• _Problem description_: Switch "single marker" to "single dot" throughout the items and give all the lines again with nothing else changed. Leave the pictures out of your answer.

• _Available records_:
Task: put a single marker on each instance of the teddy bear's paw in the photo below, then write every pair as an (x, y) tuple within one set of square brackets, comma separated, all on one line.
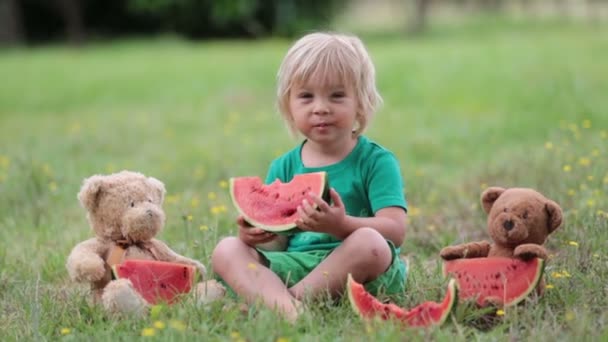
[(120, 297), (452, 252), (87, 269), (209, 291)]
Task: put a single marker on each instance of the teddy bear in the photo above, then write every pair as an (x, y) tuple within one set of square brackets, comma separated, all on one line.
[(519, 222), (125, 212)]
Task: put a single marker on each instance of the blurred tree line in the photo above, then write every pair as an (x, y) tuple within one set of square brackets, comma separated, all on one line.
[(77, 20)]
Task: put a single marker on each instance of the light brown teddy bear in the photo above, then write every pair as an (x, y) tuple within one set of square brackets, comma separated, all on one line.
[(125, 212), (519, 222)]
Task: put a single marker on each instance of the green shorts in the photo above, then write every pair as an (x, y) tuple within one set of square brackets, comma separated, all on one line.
[(292, 267)]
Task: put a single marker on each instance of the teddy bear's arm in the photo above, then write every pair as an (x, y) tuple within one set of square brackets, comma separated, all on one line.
[(85, 263), (165, 253), (467, 250), (530, 250)]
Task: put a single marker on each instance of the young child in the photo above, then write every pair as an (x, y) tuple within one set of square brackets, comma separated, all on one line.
[(327, 93)]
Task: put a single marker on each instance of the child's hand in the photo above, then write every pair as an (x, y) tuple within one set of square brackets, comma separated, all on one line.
[(325, 218), (251, 235)]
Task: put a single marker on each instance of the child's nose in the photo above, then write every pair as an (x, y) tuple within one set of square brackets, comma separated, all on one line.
[(320, 107)]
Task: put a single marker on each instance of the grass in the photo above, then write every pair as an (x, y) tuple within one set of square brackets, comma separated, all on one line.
[(463, 111)]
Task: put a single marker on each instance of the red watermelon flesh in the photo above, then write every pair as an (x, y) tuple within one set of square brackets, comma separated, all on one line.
[(423, 315), (497, 281), (273, 207), (157, 281)]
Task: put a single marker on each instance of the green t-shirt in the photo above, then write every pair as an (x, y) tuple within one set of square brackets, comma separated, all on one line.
[(368, 179)]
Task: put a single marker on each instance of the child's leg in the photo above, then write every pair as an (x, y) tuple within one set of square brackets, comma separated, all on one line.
[(364, 253), (241, 267)]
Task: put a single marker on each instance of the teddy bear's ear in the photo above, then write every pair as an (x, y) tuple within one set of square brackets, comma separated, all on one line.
[(159, 187), (554, 212), (90, 192), (489, 196)]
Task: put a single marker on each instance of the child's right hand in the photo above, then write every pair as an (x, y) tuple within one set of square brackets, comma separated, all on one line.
[(251, 235)]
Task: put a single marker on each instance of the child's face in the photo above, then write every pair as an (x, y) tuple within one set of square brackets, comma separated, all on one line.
[(323, 110)]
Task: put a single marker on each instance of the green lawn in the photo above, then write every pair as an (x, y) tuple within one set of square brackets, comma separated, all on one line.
[(463, 110)]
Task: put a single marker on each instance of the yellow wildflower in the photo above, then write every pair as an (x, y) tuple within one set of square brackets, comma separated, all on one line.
[(194, 202), (147, 332)]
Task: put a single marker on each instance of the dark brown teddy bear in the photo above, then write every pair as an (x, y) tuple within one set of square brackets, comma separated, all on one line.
[(519, 221)]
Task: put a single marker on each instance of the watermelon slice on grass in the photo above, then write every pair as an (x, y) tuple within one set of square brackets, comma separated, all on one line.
[(495, 281), (273, 207), (157, 281), (426, 314)]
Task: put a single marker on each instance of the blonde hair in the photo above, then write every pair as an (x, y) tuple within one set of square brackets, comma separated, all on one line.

• _Worked solution_:
Task: put a single dot on each instance of the teddy bear's paw in the photo below, then write every pair as an (x, y) tuple within one set of square brackets, comma separated, all on one line.
[(120, 297), (452, 252), (87, 269), (209, 291)]
Task: put a single dot on each instance of the teddy bear in the photo above, then write every pair as an (x, y) tuple within one set of square brackets, comma separated, all on one line.
[(519, 222), (125, 212)]
Task: put a single dot on each instance of the blurred tree line in the photo above, then write every pair as an (x, y) tuple within one set of square brackets, comma separated, all on one line.
[(77, 20)]
Task: put a single dot on each instance of the light brown teddy bear in the photo above, then write every pair as an (x, y) tuple within one set of square brackets, comma separated, all on one line.
[(125, 212), (519, 222)]
Task: put a single dot on each instance of the green shorts in the photo above, then write every pair as an (x, y) tuple within one set of square brackets, comma separated, all on one line.
[(292, 267)]
Task: put a single dot on each instance of the teddy bear's arm in the photo above, then write every pair as an (x, y) tuple within one set of square brackets, comma separated, all on one line.
[(85, 263), (165, 253), (467, 250), (530, 250)]
Task: put a single dot on each instance of the young child in the photo above, then write every pair as an (x, y) tuple within one set of square brackets, comma separated, all on one line.
[(327, 93)]
Task: put a single dot on each instance of the child's hand in the photo above, then write every pair as an (x, y) tuple within one set of square brackets, comma separated, all on one line.
[(325, 218), (251, 235)]
Task: put a single dot on each instance of the child's nose in the photo above, then write every pair as an (x, y) tuple within one set of square brackets, comma separated, all on one line.
[(320, 107)]
Task: put a single dot on each instance of the grass in the photo above, then write every pair as an (x, y) tuple within one set of square brackets, comma separated, all on one line.
[(463, 111)]
Task: put a single dot on each instance of the red watermelon flesh in the photo above, then write every pair as an (x, y) tuple within one set of square brackets, comma separated, all on one line.
[(423, 315), (497, 281), (273, 207), (157, 281)]
Task: put a single dot on each instance of the green t-shirt in the photo above, then write every pair as an (x, y) tuple within one set of square brackets, comma separated, all on one line.
[(368, 179)]
Task: put a single dot on each instance of the child's leg in the photo above, then write every pair as an (x, y) tuple within one set of square brackets, comma separated, all on one line.
[(364, 253), (241, 267)]
Task: put a single dot on each instance of the teddy bear's ear in the photo above, then write every pair as an (x, y) tuple within one set of square brackets, comma separated, all on one line.
[(159, 187), (554, 212), (90, 192), (489, 196)]
Task: put a single dot on each instance of the child's right hand in the photo above, then write every pair as an (x, y) tuple within one set of square brackets, comma separated, all on one line.
[(251, 235)]
Task: put a single dot on each instance of the child's face in the photo above, then write every pair as an (x, y) tuple within one set of square brackets, comma separated, all on one line.
[(323, 110)]
Task: put a single dot on each instance of the green lawn in the photo above, then write every pair as an (x, y) tuple within one set of square brackets, comma separated, all on one line.
[(463, 110)]
Task: put a single dot on each instance of the yellow wildflower in the photo above, then write every pair as an (x, y) tuple within one set of square brackets, comma separated, all on one line.
[(194, 202), (147, 332)]
Task: put a single dot on each instance of the dark brown teddy bear in the photo above, then write every pair as an (x, y) tuple within one set of square brackets, comma separated, all on one line.
[(519, 221)]
Task: put a single dot on each instance of the watermelon slice on grass in the photo above, then write every pair as an (x, y) tuple within one set of square brackets, comma separated, all on one line.
[(495, 281), (273, 207), (157, 281), (426, 314)]
Task: put a single dot on each instance of the blonde hair in the photo above, then write every pair as an (x, y) tuple within one set of square brackets, comma separated, all on one line.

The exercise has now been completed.